--- begin Dataset excerpts ---

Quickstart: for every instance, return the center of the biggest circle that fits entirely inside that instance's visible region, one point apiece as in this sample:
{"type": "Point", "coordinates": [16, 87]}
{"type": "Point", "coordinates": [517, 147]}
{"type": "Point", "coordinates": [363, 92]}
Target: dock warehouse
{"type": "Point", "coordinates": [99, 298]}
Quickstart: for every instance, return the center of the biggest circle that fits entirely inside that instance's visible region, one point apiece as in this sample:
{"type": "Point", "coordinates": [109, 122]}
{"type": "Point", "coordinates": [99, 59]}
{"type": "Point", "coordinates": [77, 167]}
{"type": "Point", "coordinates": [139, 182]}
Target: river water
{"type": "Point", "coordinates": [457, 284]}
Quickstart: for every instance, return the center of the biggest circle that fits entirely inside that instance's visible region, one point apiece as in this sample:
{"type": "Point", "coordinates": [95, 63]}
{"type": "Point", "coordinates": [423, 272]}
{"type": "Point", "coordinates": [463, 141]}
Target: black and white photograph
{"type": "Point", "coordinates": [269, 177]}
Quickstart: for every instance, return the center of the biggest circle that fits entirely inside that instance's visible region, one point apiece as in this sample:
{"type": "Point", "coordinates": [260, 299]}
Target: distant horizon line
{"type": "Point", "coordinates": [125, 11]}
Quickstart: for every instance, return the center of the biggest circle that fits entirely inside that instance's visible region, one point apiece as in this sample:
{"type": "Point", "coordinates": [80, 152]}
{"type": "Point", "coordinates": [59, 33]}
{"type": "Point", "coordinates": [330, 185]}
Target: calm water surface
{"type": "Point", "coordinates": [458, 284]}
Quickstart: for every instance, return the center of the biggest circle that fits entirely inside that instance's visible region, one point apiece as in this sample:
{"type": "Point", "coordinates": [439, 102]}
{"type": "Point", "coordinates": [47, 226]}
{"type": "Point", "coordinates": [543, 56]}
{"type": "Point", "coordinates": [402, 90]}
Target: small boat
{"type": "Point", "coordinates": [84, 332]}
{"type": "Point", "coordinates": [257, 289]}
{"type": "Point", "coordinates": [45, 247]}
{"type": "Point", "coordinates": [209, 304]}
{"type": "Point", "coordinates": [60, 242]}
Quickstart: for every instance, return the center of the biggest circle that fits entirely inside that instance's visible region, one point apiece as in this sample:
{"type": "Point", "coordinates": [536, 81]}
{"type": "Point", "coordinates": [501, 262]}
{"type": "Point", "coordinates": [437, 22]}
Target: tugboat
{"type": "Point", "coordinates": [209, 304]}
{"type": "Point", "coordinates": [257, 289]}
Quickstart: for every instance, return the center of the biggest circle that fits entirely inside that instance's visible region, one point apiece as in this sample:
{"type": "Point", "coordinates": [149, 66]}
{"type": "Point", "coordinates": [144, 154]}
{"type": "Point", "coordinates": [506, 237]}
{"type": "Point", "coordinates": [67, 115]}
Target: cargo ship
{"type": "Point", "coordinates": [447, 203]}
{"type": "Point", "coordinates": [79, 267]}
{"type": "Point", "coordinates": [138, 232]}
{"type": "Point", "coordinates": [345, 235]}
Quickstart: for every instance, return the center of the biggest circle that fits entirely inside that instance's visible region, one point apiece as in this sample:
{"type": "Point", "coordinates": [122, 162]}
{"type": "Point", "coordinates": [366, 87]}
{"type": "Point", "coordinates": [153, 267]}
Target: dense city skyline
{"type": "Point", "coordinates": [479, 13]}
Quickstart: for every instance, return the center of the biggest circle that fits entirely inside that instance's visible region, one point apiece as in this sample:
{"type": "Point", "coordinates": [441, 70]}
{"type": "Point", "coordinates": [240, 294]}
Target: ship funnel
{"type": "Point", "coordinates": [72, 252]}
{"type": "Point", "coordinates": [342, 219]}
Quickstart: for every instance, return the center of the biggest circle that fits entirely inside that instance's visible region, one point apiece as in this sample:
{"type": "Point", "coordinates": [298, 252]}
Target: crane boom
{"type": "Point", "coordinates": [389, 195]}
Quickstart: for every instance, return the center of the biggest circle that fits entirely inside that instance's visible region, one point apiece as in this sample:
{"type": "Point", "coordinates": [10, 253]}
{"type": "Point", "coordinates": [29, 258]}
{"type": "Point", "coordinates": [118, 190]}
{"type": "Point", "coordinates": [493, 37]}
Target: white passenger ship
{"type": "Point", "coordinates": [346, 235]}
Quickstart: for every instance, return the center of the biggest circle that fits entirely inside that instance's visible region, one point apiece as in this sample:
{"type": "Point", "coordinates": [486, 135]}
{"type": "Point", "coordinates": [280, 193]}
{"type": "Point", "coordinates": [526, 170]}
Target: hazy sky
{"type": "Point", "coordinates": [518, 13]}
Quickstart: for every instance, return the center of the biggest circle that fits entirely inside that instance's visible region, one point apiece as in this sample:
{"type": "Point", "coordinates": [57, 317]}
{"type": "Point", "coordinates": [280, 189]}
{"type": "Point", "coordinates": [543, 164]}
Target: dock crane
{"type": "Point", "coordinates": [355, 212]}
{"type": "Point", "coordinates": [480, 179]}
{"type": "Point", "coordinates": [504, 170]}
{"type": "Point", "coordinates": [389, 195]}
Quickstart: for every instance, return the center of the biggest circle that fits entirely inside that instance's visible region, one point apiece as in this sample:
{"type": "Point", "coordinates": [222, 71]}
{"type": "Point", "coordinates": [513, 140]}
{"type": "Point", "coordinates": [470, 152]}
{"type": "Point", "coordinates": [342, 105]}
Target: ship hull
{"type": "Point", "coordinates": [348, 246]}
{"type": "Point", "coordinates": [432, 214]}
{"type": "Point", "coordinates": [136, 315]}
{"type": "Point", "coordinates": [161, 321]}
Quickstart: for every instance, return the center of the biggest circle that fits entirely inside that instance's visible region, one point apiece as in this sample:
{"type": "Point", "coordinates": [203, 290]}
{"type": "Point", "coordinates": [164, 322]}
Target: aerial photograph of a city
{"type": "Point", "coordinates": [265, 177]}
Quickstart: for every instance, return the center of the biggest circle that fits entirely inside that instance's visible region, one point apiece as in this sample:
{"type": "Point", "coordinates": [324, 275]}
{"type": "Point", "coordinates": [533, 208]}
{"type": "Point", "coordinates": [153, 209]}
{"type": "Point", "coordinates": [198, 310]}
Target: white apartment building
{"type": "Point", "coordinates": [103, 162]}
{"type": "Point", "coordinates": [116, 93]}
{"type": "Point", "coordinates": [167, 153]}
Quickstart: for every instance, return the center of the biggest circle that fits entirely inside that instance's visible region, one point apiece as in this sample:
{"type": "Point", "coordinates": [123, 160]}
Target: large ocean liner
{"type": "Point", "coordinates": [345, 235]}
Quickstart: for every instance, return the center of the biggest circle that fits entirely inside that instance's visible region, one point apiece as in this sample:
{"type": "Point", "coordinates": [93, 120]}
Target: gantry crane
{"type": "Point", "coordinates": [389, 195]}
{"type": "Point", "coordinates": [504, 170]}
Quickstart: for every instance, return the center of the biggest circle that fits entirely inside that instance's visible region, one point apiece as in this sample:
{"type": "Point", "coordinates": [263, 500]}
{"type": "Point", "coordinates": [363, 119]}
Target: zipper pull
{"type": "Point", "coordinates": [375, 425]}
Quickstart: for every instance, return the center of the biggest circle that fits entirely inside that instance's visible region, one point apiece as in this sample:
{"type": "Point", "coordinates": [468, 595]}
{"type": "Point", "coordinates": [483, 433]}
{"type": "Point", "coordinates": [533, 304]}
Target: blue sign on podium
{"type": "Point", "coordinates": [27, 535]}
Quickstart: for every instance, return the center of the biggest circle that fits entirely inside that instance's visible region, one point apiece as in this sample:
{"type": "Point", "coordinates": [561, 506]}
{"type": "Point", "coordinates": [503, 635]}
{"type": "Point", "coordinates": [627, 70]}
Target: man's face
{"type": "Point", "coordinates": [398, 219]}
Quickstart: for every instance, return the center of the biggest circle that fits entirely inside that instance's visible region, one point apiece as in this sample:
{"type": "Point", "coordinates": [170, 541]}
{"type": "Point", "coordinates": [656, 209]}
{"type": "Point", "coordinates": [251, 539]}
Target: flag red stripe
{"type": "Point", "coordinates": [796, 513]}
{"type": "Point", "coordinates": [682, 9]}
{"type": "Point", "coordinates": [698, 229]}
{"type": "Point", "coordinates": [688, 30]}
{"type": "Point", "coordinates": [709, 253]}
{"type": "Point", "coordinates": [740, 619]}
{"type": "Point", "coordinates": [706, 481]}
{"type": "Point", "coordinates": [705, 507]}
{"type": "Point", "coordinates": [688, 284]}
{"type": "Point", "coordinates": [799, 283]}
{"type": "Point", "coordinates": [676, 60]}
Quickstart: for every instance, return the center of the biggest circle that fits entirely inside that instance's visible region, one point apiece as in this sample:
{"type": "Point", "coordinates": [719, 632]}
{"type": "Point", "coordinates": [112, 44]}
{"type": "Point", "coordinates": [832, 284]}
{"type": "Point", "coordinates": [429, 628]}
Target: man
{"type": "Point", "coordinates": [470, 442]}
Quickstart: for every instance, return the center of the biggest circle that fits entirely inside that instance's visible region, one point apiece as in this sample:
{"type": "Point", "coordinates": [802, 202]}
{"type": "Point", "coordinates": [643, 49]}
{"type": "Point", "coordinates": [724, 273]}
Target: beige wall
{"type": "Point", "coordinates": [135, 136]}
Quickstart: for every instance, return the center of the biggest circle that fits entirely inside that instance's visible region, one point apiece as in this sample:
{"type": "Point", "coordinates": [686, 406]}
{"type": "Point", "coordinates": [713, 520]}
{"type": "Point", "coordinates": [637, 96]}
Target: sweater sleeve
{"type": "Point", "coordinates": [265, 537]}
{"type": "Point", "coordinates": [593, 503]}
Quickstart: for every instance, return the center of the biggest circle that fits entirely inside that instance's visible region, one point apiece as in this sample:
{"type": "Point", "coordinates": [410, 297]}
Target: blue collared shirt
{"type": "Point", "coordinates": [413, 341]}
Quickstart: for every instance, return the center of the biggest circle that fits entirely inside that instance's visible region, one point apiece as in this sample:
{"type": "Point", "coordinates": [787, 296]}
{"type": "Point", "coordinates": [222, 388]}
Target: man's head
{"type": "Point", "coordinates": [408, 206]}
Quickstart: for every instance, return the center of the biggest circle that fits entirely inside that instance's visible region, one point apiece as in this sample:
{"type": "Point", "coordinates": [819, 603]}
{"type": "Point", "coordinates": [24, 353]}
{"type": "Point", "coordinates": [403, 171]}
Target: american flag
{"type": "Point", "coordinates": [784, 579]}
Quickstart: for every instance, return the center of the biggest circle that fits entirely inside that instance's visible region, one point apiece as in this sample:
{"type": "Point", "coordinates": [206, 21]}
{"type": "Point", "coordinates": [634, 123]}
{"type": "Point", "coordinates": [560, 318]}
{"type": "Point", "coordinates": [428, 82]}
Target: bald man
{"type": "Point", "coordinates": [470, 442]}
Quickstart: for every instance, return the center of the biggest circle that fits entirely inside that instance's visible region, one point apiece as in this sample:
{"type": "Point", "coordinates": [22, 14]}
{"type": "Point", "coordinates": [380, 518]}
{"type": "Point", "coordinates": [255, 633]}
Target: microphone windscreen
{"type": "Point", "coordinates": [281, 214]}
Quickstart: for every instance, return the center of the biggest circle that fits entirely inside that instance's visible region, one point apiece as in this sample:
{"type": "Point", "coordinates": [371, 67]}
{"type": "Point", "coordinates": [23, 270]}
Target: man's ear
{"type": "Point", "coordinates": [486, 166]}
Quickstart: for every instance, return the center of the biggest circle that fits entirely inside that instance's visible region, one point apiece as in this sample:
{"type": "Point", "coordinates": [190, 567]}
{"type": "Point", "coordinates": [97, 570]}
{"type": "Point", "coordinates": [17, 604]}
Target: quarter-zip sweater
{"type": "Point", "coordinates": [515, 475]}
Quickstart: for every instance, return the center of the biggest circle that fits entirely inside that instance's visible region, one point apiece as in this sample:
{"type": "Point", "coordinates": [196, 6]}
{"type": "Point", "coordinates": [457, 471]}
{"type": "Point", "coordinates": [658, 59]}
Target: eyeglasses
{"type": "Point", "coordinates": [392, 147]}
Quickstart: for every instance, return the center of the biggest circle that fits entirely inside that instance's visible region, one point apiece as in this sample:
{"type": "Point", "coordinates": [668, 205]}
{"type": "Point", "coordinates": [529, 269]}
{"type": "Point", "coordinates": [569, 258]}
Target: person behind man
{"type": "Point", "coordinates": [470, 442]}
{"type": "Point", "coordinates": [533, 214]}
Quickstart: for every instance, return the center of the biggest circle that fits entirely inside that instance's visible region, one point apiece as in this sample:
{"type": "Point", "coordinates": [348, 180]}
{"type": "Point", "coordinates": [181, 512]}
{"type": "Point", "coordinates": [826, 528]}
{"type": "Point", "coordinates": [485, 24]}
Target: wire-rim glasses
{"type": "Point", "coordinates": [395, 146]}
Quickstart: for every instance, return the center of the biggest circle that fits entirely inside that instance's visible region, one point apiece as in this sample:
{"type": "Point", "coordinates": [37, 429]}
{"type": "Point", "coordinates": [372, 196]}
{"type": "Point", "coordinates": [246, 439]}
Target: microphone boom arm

--- end Dataset excerpts ---

**Direction:**
How many lines of the data above contain the word "blue"? Reply with the number only.

**Exercise answer:**
2